Excerpt provided |
/---
As I was signing my children up for a yoga workshop, I noticed that the studio was offering a Yoga for Anxiety workshop. The workshop description acknowledged how the fall can often be a hectic time of year for parents, given the changeover from the lazy days of summer to the back-to-school grind. It referenced symptoms like overwhelming stress, irritability, sleep problems, and shortness of breath—all things I can relate to, back-to-school grind or not. From the outside, you might consider me a pretty relaxed person, and I do think I am quite good at handling pressure. However, while I may not have diagnosable anxiety, I do have enough anxious moments to know that I can benefit from having some tools in my back pocket to access when the need arises. In the spirit of putting myself and my self-care first, I signed up for the workshop right then and there and figured out how I would work my schedule around it later.
In a recent class, this word resonated with me—notice. Such a simple word, but it means so much.
Notice means to be present. Notice what I hear, notice what I smell, notice what I feel. In yoga or meditation, these outside influences used to distract and annoy me, but in this workshop it clicked that all these distractions represent the present. For me, anxiety is often about getting ahead of myself, so it is helpful to stop, plug into what’s going on around me, and come back to the now even if that means zeroing in on all of those formerly annoying distractions that surround me.
Notice means to be fully in the moment. I need to work on not letting my thoughts get carried away with what might happen or all of the things I have to do and instead linger in the current moment. Energy is expensive. I need to remind myself to save the energy I spend on worrying or stressing about future moments that haven’t happened yet (and very well may not happen) for a time when I will really need it.
Notice my body. Where am I holding tension? Where am I feeling relaxed? Where do I need to make a minor adjustment to fully experience and benefit (from a pose)?
Notice my breath. Notice that even when my body is under tension, there is always room for breath. Notice the effect that the breath has when my body is under tension, whether that tension is created from being in a twist position or under stress.
Notice means honoring myself. Notice my strength as well as my strengths and celebrate all that I am capable of!
October 28 was the last class in this workshop of four classes. There are many things I will take with me—the grounding poses, the Ujjayi breath, how the body is often a metaphor for things happening in your life. The simplest thing I will carry with me (and something I will certainly need to practice) is to notice. To make space to be in the moment and to notice all that is me and all that is around me.
\---
Your task | Output the passage of the yoga workshop essay between "Notice my body." and "or under stress.", inclusive. The items that come after this have no connection to the essay about the yoga workshop.

[Referring expression data]
/---
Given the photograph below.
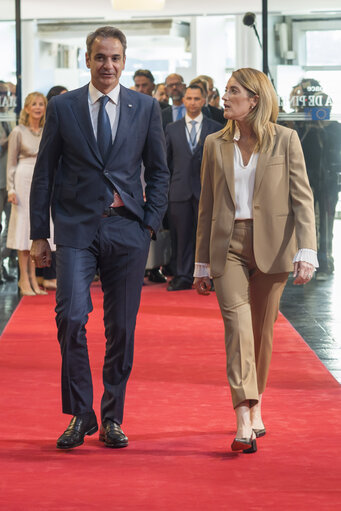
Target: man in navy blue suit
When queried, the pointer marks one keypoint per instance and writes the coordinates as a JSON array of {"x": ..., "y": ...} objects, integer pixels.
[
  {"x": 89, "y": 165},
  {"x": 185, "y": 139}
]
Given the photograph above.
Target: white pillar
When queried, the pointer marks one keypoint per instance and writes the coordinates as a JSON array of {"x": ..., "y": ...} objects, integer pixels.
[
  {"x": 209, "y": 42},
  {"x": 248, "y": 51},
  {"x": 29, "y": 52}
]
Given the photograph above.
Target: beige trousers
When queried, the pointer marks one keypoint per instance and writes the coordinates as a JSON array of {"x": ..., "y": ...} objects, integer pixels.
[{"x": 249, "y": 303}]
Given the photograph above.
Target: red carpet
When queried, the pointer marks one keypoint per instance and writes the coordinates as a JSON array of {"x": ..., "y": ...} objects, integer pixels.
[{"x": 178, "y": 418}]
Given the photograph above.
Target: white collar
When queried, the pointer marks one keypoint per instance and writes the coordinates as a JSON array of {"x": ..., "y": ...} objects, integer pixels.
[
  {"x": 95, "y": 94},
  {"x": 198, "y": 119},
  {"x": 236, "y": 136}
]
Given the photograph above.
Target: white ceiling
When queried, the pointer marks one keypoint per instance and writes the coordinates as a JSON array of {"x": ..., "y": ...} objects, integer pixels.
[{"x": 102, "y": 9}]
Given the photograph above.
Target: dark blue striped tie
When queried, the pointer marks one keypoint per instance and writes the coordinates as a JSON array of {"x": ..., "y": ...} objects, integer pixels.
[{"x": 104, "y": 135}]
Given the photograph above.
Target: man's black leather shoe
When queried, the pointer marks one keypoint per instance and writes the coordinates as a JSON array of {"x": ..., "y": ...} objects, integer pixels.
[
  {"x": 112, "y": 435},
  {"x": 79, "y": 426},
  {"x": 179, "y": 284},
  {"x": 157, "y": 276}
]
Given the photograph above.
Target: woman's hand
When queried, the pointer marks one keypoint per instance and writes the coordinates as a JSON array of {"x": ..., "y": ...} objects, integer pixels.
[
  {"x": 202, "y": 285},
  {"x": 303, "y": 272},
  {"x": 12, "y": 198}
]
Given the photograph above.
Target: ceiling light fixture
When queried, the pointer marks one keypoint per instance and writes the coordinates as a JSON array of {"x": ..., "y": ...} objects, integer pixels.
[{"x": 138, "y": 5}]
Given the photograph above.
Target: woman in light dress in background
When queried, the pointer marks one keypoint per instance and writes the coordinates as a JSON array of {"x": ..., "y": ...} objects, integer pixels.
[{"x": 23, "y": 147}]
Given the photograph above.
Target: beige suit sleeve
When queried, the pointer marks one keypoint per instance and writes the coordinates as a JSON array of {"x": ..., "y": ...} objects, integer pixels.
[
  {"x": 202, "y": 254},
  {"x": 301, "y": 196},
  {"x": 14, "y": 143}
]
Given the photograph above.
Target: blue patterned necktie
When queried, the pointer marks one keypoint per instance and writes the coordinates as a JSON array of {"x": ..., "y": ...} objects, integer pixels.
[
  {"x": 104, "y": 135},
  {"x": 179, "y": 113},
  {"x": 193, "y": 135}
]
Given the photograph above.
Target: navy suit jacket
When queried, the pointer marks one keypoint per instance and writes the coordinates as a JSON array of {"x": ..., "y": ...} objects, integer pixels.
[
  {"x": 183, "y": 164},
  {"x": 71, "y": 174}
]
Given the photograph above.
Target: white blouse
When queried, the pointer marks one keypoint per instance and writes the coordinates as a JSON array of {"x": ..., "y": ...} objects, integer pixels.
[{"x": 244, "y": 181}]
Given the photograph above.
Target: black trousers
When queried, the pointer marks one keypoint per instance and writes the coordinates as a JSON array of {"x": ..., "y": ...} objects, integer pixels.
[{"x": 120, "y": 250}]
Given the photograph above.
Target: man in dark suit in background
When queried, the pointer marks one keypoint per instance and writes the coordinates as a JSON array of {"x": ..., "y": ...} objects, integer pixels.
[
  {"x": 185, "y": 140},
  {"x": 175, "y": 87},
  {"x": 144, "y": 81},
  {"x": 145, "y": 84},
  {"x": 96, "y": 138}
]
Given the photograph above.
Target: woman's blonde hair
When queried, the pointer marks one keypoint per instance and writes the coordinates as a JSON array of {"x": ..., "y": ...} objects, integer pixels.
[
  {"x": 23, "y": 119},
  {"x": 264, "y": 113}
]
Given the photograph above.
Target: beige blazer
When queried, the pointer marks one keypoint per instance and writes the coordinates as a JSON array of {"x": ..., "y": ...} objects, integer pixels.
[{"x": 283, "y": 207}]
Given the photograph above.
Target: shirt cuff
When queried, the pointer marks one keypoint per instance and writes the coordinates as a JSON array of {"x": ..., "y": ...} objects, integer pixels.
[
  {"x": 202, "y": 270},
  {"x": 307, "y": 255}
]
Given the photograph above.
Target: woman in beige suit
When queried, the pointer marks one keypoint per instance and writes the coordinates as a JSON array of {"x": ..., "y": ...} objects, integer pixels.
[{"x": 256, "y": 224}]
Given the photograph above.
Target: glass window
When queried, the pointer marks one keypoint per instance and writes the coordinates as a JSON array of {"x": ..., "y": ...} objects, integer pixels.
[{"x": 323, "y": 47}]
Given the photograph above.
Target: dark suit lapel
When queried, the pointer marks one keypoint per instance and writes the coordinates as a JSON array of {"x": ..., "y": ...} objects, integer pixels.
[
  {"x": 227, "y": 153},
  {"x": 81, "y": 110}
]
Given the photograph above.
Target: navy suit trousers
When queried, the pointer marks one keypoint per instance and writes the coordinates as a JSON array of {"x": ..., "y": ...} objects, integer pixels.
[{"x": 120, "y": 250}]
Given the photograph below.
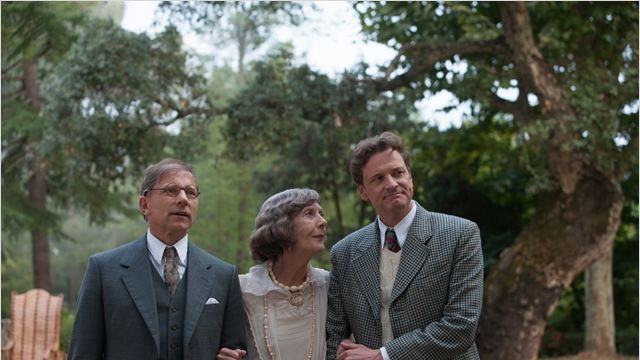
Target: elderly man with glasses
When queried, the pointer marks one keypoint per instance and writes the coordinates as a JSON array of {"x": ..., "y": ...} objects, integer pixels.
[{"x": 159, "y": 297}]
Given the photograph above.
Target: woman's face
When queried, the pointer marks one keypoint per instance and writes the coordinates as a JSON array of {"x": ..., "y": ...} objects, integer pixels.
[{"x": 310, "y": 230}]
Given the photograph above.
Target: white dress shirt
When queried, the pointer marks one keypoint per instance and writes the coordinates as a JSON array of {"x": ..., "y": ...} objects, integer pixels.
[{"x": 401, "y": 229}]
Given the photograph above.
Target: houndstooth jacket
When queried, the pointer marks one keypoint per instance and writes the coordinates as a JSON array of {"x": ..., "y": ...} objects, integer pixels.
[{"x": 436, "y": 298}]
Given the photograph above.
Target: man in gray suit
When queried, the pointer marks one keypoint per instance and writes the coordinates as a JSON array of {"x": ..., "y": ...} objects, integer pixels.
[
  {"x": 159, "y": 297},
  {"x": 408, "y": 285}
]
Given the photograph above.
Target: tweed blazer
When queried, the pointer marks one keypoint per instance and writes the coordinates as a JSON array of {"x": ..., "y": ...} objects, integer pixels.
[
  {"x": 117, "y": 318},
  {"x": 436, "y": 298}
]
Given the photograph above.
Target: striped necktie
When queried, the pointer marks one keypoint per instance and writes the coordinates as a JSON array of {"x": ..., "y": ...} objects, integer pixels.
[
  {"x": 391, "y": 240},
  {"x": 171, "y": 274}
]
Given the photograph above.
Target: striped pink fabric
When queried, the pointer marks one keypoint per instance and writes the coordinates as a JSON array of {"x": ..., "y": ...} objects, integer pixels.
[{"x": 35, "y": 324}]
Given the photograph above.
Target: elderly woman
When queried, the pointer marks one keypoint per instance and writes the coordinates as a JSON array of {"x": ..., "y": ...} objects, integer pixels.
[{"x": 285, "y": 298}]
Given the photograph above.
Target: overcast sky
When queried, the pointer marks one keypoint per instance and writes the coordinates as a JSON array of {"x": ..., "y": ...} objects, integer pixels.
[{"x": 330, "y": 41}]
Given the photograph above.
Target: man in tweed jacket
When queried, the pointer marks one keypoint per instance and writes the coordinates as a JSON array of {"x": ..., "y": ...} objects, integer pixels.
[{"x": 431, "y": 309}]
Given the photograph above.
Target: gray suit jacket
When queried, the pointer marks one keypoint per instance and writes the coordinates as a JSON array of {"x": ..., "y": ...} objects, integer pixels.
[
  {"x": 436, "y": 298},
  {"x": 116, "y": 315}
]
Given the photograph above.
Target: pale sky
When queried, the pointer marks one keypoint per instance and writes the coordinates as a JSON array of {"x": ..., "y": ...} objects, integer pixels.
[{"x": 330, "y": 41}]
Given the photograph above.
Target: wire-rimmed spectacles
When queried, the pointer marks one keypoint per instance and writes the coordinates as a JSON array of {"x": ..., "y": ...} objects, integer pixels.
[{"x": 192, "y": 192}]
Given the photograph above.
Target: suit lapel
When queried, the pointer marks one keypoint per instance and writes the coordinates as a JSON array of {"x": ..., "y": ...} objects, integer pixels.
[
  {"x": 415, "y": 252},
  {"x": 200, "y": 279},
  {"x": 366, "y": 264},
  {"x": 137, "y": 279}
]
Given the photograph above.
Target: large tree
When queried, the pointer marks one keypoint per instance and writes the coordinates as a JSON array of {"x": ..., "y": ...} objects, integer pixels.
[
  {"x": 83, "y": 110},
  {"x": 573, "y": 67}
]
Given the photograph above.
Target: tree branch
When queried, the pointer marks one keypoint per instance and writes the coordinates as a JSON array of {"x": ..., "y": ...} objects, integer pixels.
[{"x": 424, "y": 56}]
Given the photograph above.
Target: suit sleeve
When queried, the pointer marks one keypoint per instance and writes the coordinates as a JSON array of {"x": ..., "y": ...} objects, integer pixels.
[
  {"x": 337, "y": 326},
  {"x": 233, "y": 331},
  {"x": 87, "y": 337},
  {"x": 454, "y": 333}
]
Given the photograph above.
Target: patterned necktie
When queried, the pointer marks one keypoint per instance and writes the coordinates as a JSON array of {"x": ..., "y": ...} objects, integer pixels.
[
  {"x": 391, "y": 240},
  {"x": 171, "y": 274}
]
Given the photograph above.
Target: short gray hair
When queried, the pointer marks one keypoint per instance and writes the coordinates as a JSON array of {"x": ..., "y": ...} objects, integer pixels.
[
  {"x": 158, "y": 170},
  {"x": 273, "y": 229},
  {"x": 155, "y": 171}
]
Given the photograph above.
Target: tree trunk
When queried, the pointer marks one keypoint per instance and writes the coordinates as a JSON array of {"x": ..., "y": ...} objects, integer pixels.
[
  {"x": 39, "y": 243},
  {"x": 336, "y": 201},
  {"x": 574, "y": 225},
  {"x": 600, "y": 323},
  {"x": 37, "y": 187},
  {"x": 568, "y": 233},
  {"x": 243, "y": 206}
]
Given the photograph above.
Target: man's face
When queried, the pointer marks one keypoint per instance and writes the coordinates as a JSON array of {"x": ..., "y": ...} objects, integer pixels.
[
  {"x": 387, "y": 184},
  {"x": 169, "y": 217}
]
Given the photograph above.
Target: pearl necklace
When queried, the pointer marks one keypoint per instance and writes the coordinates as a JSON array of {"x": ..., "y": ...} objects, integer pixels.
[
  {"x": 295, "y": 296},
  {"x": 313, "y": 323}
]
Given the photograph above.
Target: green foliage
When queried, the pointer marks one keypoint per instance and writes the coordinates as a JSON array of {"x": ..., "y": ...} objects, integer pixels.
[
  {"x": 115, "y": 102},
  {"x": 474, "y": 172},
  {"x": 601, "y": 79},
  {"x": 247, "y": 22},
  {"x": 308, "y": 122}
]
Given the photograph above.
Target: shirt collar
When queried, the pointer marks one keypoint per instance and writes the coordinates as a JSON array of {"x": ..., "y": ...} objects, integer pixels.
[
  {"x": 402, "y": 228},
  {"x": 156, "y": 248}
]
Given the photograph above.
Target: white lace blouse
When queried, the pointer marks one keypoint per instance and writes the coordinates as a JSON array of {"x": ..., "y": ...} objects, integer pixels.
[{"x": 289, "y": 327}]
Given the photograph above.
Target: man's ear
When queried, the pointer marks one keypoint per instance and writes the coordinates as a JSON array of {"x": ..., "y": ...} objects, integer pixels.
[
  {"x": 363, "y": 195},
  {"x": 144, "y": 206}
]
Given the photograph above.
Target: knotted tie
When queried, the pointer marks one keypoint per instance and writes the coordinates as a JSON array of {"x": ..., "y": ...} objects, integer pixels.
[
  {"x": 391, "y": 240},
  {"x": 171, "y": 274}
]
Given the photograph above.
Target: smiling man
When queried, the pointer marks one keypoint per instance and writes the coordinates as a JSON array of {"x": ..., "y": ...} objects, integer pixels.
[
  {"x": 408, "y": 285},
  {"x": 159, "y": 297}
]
\---
Answer to this exercise |
Notice my body. Where am I holding tension? Where am I feeling relaxed? Where do I need to make a minor adjustment to fully experience and benefit (from a pose)?
Notice my breath. Notice that even when my body is under tension, there is always room for breath. Notice the effect that the breath has when my body is under tension, whether that tension is created from being in a twist position or under stress.